• What the task requires: When you reach the line containing "[pin] nurse's forearm" in the data below, begin returning lines exactly as written, and stop once the line containing "[pin] white undershirt" has been returned.

··· Listed entries

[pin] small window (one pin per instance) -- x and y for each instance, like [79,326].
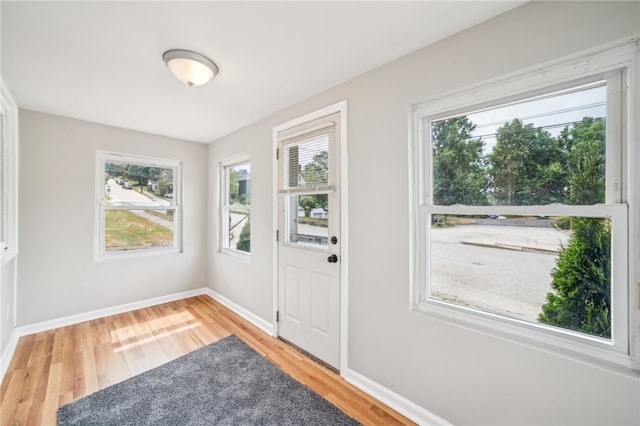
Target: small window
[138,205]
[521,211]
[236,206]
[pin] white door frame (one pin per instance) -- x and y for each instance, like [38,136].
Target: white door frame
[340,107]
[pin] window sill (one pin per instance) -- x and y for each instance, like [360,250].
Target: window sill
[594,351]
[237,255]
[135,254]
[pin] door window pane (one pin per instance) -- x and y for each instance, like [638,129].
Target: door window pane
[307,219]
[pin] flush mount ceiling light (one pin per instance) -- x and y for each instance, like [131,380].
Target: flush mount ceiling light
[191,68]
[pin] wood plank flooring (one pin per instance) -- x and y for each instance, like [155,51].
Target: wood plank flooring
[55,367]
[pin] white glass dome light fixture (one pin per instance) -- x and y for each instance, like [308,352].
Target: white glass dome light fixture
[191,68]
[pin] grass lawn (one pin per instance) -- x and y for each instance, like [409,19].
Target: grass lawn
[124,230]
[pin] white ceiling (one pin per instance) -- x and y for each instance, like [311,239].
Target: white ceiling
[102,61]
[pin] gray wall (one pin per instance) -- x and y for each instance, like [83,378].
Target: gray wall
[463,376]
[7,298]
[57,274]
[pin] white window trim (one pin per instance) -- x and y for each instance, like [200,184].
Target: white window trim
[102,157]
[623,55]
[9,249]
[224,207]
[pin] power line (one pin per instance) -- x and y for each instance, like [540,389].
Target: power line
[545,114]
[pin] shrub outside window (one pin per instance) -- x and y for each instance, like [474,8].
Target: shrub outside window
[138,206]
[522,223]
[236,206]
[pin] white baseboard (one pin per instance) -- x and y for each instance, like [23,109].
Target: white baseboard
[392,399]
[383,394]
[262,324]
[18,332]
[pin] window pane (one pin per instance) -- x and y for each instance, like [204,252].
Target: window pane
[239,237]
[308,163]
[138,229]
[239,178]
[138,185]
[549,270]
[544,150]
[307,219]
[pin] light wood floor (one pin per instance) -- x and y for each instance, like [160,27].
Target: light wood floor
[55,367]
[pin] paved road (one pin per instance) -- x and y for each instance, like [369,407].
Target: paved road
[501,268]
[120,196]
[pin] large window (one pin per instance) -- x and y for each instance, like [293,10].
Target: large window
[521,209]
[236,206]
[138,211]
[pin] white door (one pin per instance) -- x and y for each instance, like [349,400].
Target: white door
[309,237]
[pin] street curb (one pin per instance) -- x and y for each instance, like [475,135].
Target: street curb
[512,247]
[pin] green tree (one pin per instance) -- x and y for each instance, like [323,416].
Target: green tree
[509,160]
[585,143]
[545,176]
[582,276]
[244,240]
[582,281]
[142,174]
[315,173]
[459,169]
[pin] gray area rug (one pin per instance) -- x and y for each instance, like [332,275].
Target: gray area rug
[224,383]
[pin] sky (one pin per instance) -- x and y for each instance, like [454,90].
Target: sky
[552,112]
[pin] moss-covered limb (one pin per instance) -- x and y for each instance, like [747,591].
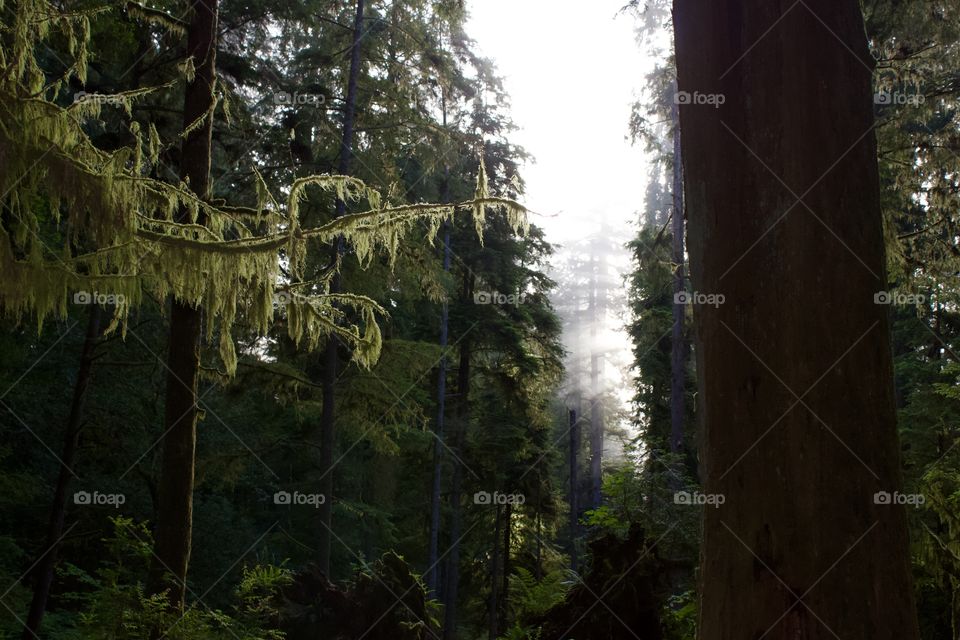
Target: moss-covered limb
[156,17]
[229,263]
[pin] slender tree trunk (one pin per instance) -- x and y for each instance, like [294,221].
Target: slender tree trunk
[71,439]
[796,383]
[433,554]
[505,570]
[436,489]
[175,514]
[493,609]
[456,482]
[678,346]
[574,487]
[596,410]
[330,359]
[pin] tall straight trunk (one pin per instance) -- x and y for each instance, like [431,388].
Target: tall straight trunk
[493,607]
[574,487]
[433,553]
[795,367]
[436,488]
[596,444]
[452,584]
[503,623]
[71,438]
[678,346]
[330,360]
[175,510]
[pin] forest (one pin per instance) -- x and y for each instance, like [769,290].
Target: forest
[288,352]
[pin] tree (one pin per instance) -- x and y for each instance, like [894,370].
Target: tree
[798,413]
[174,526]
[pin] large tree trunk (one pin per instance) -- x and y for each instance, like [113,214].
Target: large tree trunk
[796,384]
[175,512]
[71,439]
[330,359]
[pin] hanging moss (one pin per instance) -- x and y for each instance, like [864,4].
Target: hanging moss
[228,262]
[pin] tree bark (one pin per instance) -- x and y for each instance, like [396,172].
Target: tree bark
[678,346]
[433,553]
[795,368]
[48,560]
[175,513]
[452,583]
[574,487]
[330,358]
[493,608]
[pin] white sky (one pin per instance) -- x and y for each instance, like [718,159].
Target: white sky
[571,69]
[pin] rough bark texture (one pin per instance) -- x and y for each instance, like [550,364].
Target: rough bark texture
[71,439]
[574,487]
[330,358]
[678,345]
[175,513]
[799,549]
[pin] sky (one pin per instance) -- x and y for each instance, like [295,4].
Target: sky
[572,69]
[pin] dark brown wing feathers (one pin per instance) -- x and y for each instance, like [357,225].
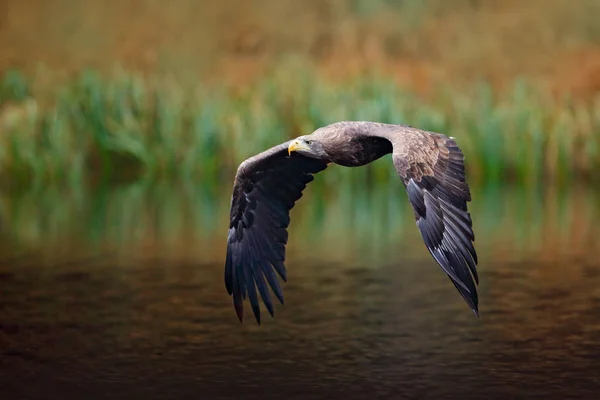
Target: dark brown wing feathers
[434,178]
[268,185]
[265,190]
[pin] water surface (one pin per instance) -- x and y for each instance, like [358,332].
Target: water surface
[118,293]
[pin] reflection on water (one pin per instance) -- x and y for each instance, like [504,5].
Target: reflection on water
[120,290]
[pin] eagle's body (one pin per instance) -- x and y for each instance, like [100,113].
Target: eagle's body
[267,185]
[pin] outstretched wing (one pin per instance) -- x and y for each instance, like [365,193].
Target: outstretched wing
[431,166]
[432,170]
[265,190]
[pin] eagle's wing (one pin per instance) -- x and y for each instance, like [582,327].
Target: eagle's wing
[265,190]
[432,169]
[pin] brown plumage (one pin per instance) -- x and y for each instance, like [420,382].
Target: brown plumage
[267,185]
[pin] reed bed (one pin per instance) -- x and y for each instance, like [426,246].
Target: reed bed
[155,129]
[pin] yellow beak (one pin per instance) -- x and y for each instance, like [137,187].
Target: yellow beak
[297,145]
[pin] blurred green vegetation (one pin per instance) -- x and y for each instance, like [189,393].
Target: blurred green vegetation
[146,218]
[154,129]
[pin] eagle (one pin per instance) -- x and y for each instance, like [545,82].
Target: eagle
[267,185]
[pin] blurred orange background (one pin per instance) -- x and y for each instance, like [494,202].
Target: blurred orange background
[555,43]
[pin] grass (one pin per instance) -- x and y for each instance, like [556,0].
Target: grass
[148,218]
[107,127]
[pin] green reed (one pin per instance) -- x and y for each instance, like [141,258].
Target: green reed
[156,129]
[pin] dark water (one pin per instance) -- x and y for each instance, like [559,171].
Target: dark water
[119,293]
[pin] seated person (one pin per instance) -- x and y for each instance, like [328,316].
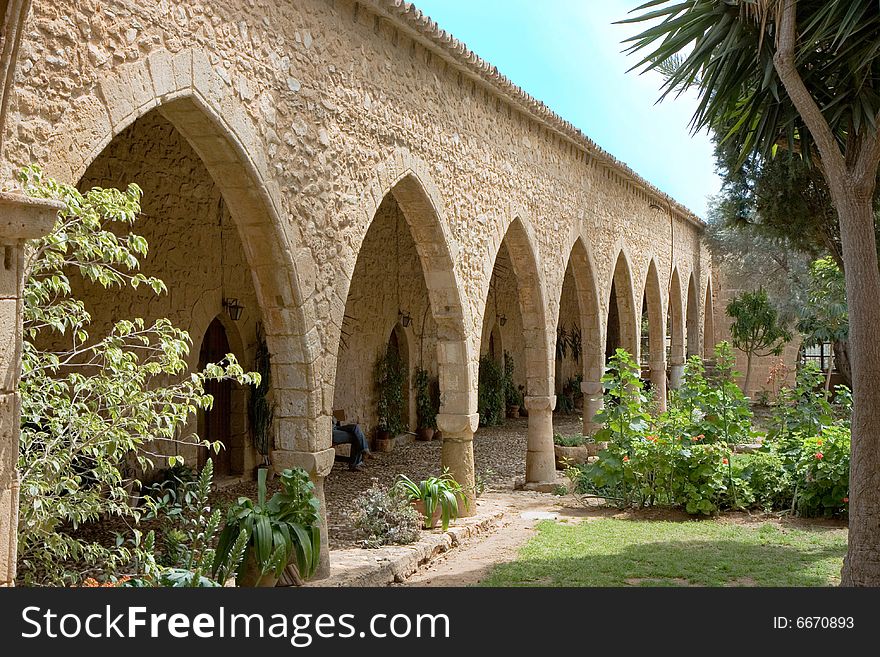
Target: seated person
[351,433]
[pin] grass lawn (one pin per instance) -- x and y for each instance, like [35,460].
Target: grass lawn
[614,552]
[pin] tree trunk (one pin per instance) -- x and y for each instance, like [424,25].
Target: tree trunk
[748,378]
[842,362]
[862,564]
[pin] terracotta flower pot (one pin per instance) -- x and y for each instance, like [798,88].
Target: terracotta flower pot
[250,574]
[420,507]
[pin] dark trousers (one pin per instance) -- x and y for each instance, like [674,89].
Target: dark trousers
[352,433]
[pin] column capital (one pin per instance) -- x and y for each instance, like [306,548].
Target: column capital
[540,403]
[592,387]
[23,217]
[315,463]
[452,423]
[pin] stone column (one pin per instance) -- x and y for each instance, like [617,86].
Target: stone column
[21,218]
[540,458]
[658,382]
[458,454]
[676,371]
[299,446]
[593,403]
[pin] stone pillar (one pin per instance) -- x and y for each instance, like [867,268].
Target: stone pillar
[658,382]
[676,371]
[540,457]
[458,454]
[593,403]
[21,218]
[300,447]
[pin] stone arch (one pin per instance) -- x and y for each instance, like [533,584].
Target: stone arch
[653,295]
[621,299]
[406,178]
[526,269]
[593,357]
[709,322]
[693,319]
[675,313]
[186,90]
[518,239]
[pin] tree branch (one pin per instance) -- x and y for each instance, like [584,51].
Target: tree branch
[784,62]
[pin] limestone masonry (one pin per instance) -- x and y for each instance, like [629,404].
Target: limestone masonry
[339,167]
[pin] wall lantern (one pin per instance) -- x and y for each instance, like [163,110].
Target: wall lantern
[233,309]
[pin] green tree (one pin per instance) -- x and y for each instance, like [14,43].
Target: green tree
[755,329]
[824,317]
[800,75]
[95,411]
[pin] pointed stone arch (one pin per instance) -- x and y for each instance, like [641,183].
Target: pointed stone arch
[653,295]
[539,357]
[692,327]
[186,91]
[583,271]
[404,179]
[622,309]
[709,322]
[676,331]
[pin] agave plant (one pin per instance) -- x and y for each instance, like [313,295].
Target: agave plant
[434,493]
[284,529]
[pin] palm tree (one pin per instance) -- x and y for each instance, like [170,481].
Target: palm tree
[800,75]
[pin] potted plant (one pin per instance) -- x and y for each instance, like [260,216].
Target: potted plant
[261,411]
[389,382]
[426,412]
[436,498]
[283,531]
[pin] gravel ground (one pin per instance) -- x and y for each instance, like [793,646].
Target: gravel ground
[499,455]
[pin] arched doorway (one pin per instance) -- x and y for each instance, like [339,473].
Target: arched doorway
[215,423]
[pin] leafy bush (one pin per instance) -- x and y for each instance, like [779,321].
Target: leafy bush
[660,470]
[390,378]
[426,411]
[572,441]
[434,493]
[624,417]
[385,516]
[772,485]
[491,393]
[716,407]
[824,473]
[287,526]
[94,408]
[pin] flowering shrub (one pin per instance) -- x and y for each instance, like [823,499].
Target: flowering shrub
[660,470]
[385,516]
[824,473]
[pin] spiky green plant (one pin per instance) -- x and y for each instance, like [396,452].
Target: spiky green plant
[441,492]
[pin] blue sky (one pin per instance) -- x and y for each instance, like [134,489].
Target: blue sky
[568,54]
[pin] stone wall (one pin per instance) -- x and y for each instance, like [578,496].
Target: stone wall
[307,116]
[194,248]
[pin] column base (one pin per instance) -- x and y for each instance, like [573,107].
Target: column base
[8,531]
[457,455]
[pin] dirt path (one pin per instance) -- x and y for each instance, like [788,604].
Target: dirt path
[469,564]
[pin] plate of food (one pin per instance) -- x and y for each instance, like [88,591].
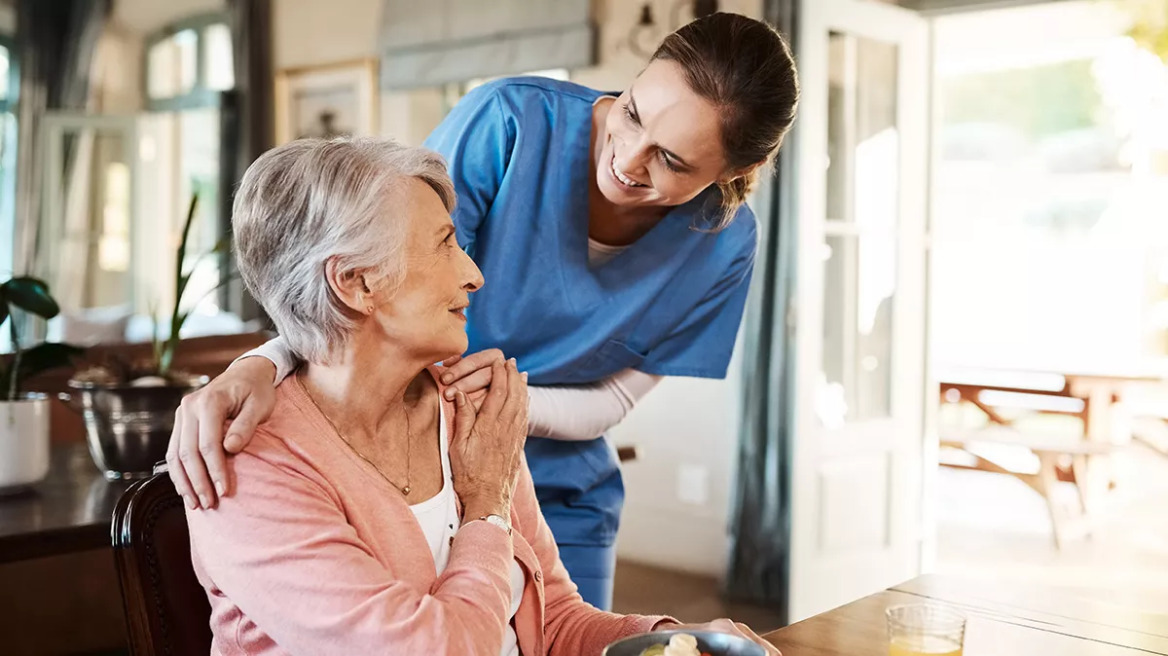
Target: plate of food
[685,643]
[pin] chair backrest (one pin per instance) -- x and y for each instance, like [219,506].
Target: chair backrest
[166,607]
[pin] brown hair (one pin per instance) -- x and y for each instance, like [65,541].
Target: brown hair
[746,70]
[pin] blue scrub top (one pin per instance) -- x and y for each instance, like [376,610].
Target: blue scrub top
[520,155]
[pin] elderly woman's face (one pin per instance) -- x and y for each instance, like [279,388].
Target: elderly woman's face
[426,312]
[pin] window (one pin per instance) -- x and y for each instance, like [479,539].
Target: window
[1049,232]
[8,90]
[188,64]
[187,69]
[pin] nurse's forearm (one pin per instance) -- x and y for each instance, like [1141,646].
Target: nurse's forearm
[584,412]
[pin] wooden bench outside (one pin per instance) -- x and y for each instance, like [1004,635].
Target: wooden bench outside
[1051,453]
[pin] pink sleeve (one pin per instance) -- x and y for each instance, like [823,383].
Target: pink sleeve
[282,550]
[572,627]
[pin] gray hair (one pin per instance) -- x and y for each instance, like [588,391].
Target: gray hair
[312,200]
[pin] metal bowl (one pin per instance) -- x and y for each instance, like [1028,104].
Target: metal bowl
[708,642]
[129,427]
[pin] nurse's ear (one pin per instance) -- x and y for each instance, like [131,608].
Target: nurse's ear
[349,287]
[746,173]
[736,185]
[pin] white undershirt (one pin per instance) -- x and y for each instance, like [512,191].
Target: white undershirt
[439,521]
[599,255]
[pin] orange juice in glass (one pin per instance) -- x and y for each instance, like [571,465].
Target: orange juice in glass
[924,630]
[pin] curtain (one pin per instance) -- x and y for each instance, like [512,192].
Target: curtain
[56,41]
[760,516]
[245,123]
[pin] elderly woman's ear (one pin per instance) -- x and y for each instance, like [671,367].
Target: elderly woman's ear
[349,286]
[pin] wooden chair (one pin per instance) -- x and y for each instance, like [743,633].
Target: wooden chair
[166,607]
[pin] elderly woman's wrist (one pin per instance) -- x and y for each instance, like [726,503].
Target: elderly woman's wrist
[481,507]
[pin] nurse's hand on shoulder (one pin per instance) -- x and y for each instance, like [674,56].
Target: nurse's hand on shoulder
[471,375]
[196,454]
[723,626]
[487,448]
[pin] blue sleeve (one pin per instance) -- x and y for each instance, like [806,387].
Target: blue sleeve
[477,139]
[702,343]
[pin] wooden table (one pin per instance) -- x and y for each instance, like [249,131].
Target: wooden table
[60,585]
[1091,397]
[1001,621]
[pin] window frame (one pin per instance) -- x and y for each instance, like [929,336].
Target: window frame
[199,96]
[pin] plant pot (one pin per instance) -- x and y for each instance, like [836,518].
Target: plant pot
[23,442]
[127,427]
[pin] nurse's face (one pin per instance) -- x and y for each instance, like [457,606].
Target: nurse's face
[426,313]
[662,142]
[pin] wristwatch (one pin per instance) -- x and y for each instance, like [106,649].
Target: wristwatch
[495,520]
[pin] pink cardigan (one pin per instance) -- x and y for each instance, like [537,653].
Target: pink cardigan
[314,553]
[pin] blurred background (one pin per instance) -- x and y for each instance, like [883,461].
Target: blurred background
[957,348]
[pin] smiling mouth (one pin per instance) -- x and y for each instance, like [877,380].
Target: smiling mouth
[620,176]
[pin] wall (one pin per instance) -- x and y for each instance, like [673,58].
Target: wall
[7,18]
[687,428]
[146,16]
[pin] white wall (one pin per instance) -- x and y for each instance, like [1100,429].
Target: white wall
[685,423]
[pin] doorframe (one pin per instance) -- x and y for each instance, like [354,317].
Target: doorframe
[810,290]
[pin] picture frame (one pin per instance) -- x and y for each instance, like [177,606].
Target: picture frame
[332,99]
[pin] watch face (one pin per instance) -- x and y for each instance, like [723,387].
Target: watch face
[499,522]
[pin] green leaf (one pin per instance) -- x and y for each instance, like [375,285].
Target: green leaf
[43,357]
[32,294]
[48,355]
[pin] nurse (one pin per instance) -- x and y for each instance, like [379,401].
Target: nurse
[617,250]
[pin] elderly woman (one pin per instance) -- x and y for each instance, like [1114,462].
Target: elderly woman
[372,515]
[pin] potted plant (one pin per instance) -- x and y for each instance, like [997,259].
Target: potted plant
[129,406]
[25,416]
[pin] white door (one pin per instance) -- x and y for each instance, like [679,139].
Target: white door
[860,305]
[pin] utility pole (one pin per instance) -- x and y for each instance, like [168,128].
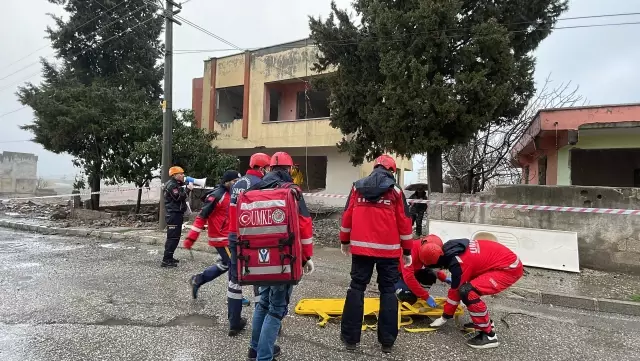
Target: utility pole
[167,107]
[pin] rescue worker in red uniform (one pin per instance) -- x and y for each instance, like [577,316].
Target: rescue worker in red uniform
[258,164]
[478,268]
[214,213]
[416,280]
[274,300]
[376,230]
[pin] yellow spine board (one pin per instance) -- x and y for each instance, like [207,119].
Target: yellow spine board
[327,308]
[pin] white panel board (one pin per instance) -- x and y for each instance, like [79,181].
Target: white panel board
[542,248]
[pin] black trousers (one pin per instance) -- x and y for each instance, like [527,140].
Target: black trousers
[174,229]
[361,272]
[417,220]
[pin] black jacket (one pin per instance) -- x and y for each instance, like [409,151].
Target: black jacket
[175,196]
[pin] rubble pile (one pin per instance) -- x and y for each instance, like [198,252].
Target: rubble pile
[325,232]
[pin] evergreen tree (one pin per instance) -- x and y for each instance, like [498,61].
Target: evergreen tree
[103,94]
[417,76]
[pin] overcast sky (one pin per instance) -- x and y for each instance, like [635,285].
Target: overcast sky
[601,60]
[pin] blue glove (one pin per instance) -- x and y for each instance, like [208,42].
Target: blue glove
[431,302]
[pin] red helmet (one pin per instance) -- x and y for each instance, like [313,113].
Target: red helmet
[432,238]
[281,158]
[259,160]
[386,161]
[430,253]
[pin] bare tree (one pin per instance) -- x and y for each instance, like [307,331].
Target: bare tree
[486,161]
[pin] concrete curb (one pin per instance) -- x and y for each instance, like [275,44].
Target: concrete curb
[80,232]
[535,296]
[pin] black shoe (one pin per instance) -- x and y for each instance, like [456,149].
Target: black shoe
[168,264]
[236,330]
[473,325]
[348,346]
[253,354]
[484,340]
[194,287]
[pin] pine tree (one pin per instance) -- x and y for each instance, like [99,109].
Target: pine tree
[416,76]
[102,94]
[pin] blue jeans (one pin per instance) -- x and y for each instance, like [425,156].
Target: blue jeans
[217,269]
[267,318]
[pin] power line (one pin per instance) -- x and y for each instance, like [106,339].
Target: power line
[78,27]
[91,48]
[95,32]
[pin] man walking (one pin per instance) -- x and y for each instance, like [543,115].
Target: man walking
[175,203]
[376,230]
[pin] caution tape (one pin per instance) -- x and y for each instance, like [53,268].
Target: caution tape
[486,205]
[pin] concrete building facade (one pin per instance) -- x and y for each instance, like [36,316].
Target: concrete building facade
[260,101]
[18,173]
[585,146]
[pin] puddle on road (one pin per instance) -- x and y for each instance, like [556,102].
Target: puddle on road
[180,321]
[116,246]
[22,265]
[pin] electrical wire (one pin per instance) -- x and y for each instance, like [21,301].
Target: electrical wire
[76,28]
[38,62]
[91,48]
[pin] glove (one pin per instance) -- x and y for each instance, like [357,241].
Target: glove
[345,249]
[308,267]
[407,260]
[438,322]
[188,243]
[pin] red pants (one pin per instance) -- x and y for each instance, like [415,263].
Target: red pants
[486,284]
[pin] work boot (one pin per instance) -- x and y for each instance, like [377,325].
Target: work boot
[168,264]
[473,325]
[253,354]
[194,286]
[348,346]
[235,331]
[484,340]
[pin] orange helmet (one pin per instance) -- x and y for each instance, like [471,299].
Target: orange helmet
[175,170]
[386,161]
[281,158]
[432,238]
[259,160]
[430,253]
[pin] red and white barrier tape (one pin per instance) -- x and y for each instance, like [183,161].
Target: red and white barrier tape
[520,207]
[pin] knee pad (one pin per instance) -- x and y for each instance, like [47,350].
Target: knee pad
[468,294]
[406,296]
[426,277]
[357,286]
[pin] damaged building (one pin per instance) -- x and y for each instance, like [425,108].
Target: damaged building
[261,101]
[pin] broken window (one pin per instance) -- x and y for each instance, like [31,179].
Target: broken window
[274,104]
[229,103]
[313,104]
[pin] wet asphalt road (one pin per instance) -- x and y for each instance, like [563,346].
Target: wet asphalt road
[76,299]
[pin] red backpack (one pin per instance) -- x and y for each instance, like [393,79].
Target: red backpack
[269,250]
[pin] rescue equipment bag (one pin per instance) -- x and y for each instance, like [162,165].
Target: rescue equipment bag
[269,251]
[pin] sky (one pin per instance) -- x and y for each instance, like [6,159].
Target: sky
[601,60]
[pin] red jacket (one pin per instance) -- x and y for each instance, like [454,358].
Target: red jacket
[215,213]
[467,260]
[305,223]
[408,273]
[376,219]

······

• The completed task:
[pin] nurse's forearm (one pin per instance) -- x and y for each instance, like [1141,646].
Target: nurse's forearm
[584,412]
[pin] wooden bench outside (one pin per instance) -- x and y for each instance, like [1004,635].
Target: wooden bench outside
[1051,453]
[pin] pink sleeve (one pin per instance) -- x and y for each instance, like [823,383].
Target: pink sleeve
[282,550]
[572,627]
[pin] gray hair (one pin per instance) -- x and y for each instance, like [588,391].
Target: gray hair
[312,200]
[pin] metal bowl (one pin per instance) -- x and y for each instance, like [1028,104].
Target: metal bowl
[708,642]
[129,427]
[pin] nurse's ear (one pin per instance) -- x and y for each instance, like [131,608].
Target: nurse's ear
[349,287]
[746,173]
[736,185]
[pin] white undershirt (one pin per instance) -- x and y for each instance, like [512,191].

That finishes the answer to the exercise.